## DOCUMENT SECTION
* START *
Kartik Agaram have you poked around the way fennel-folks tackle this?

I like your way better because it is all lua+love, no emacs 😆

📝 Interactive programming with Fennel Lua Lisp, Emacs and Lisp Game Jam winner EXO_encounter 667

Phil Hagelberg recently won the Lisp Game Jam 2018 with his entry EXO_encounter 667. What I found most interesting however, was his interactive programming setup. He programmed his game in (and contributed new features to) a Lisp to Lua compiler called Fennel, and used the game programming library Löve. With Emacs and some Lua thread magic, he was able to perform runtime changes and introspection to his live running game project.

Kartik Agaram 2023-08-24 14:20:41

I've played with Fennel very slightly, though I haven't tried to set up any emacs integration.

I have no doubt Emacs is far more powerful in these capabilities. Hopefully my stuff can act as a gateway drug for a few people.

Eli Mellen 2023-08-24 14:27:12

yeah -- my goal here wasn't to push you to emacs (I would never recommend anyone pick it up...as a life long emacs addict), but to flag that folks are doing this sort of interactive dev with love using fennel.

I think the main guy behind fennel even has a package specifically for doing it. Sort of like an embeddable editor.

Kartik Agaram 2023-08-24 14:34:32

Thanks! I don't think I'd ever actually tried this, even though I follow technomancy on Mastodon. People are too retiring about plugging their stuff, compared to me 😆 I'm going to try it out.

Kartik Agaram 2023-08-24 16:25:51

Oh, Polywell doesn't even require Emacs.

Kartik Agaram 2023-08-24 16:42:47

The original blog post says an error crashes the whole app. And I spot checked a few places in Polywell from my phone and didn't see any error handling. So maybe that's one difference. Both my driver.love and this new approach are robust to errors. (The motivation for this new approach: someone was trying to use driver.love on iPad, where the OS only permits one LÖVE app to run at a time.)

There's also a minor difference in the communication mechanism. Polywell uses a separate thread, but it seems to be just to get non-blocking I/O. driver.love uses a temporary file for the same purpose. Feels like fewer moving parts, but this is subjective.

There's no reason you couldn't read/write the temporary file from Emacs and get all its sweet sweet power. Conversely, there's no reason you couldn't switch Polywell to driver.love's error handling and/or simpler communication mechanism.
* END *
## COMPLETE THE FOLLOWING
- A) Do these statements agree with the Fennel discussion above? Answer yes or no for each, and quote the words that decide it.
(i) Phil Hagelberg won the Lisp Game Jam 2018 with his entry EXO_encounter 667.
(ii) Polywell requires Emacs.
(iii) driver.love uses a separate thread to get non-blocking I/O.
- B) Answer these questions from the Fennel discussion above:
(i) Which Lisp to Lua compiler did Phil Hagelberg program his game in?
(ii) Whom does Kartik Agaram follow on Mastodon?
(iii) On what device was someone trying to use driver.love?
- C) Update the part of the Fennel discussion above between "Phil Hagelberg recently" and "any emacs integration.", inclusive, swapping "introspection" for "inspection".

## EXCERPTED DATA
* START *
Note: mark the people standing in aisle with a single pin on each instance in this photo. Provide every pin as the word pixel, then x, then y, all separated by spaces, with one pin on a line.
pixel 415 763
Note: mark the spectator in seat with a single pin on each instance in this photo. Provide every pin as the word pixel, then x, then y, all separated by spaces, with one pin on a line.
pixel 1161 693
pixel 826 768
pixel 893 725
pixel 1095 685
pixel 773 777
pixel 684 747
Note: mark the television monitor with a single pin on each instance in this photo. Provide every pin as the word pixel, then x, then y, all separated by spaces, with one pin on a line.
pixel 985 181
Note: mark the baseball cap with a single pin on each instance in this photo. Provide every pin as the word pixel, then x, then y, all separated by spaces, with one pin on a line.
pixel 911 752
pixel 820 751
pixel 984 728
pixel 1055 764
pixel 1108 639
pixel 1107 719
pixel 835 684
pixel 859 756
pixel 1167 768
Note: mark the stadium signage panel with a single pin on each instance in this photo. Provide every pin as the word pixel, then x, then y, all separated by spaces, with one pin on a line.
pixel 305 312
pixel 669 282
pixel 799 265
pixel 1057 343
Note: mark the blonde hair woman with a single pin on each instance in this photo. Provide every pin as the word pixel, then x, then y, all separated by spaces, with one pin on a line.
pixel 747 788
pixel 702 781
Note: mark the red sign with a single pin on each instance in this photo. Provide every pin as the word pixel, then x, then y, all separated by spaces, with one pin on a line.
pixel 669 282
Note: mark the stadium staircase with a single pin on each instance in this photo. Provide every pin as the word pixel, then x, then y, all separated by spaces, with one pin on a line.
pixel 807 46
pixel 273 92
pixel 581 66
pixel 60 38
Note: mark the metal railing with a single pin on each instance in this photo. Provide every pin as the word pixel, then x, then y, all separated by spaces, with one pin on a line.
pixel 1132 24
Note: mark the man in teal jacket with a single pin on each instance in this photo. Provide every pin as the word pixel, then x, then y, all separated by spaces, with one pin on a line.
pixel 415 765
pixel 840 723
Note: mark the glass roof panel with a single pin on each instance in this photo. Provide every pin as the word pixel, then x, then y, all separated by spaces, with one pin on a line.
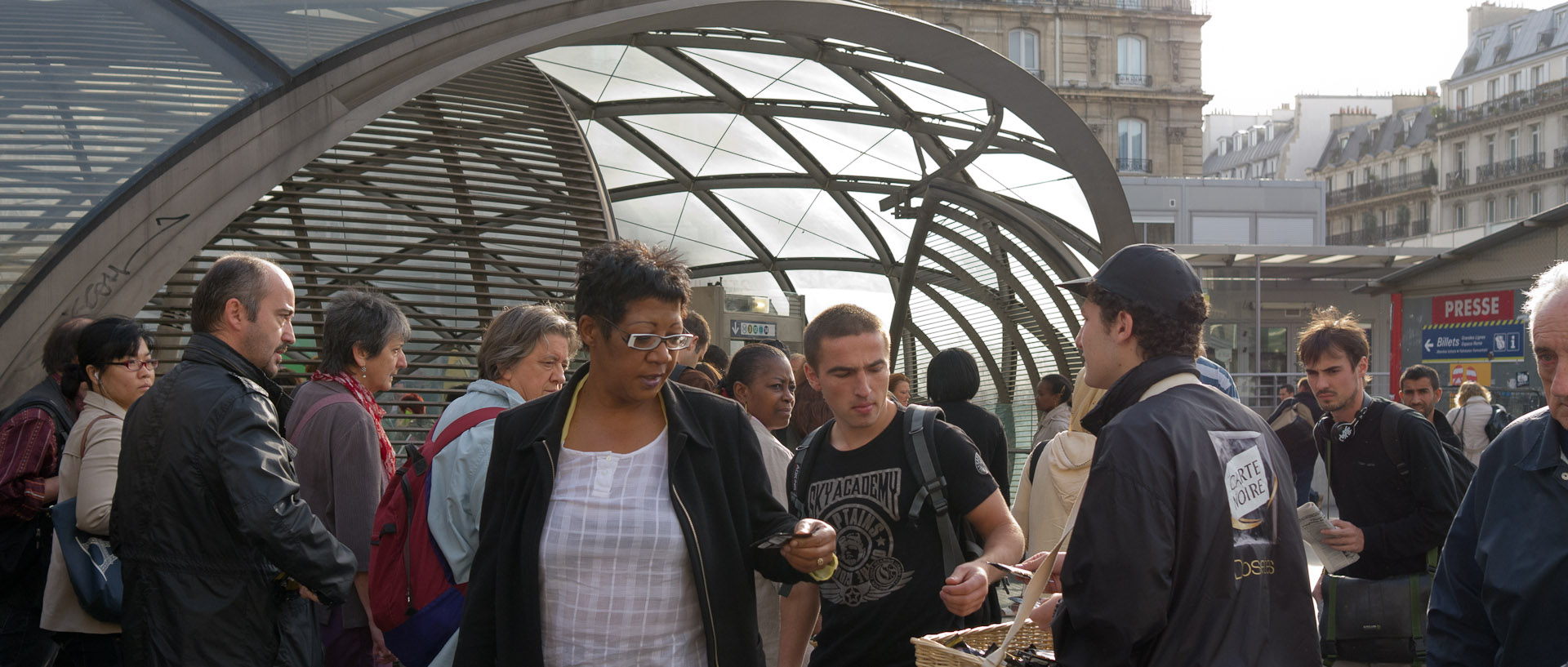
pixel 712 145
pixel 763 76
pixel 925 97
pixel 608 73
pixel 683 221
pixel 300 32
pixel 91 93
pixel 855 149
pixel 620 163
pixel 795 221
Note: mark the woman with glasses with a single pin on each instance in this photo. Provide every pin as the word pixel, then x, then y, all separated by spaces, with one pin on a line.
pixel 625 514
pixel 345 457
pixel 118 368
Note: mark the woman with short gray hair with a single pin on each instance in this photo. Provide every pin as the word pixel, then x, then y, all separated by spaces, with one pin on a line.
* END *
* START *
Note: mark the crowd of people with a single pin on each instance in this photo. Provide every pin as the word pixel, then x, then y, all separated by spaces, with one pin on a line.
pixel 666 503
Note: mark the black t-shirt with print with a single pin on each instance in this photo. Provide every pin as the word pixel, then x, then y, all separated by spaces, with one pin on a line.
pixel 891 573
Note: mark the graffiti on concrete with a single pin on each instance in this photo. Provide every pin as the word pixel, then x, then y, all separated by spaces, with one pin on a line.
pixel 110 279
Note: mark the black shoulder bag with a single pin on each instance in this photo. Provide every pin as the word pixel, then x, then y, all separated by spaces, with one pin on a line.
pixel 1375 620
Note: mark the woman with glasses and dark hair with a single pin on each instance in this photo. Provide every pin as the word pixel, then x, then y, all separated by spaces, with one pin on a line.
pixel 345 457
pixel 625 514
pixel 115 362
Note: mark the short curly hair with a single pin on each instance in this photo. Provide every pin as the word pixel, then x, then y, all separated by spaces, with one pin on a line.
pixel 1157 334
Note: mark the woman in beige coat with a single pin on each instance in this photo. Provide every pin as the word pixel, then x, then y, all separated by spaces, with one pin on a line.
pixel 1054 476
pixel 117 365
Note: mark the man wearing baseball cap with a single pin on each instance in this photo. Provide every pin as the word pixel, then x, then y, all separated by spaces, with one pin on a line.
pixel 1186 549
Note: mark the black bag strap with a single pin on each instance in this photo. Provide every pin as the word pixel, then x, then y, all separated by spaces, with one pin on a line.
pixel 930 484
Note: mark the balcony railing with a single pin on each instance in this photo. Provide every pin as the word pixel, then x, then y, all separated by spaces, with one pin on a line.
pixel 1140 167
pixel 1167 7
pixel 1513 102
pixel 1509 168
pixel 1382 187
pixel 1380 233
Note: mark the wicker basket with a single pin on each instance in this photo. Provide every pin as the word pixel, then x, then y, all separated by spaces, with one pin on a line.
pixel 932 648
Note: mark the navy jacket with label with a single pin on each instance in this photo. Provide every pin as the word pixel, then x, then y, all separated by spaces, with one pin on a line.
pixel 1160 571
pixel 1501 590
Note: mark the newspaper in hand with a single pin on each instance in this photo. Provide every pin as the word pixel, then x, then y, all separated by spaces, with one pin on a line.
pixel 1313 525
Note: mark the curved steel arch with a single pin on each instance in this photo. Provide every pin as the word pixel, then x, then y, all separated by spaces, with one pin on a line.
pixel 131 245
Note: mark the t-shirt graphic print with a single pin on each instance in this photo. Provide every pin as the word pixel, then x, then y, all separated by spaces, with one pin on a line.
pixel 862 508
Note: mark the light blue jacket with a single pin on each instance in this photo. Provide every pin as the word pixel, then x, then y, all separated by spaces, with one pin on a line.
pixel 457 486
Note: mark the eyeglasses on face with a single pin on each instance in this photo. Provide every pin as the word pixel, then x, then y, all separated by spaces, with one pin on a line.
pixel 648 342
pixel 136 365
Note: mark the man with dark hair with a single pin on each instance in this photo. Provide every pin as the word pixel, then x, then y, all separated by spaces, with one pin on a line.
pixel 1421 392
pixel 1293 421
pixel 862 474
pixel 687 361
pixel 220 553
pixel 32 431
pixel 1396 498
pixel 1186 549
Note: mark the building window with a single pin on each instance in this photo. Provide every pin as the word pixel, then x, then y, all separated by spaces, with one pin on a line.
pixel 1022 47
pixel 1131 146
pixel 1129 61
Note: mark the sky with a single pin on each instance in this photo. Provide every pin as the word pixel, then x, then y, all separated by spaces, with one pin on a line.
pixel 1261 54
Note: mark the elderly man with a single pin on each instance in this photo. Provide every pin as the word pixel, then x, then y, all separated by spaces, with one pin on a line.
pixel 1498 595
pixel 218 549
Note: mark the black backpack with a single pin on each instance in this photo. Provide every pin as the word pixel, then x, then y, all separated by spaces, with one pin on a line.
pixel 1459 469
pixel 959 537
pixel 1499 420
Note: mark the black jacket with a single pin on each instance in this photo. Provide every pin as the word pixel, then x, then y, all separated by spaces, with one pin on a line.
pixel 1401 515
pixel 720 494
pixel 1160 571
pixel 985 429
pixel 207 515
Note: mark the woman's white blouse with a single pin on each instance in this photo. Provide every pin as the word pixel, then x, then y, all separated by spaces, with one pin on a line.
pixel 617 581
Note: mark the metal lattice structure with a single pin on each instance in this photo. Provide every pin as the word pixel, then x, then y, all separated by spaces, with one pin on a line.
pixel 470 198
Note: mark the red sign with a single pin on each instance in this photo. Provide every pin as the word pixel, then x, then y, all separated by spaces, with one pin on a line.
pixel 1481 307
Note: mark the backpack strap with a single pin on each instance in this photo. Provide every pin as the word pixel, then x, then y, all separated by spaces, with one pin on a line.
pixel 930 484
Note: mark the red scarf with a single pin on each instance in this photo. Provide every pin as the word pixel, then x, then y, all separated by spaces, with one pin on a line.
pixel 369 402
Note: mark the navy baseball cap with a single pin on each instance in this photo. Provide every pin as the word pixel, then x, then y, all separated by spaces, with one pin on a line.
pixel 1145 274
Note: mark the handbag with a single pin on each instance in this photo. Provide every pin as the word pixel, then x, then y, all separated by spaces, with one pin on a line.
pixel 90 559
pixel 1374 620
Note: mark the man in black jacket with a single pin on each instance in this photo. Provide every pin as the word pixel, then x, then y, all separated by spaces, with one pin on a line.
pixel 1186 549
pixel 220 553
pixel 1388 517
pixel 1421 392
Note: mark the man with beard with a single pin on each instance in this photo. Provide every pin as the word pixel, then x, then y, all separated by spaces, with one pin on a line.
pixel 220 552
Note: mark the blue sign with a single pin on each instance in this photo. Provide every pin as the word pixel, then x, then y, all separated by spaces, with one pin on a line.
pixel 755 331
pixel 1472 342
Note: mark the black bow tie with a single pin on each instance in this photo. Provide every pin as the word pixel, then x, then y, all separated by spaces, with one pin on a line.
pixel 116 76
* END *
## TASK RESPONSES
- A)
(i) Yes: "Phil Hagelberg recently won the Lisp Game Jam 2018 with his entry EXO_encounter 667."
(ii) No: "Oh, Polywell doesn't even require Emacs."
(iii) No: "driver.love uses a temporary file for the same purpose."

- B)
(i) Fennel
(ii) technomancy
(iii) iPad

- C)
Phil Hagelberg recently won the Lisp Game Jam 2018 with his entry EXO_encounter 667. What I found most interesting however, was his interactive programming setup. He programmed his game in (and contributed new features to) a Lisp to Lua compiler called Fennel, and used the game programming library Löve. With Emacs and some Lua thread magic, he was able to perform runtime changes and inspection to his live running game project.

Kartik Agaram 2023-08-24 14:20:41

I've played with Fennel very slightly, though I haven't tried to set up any emacs integration.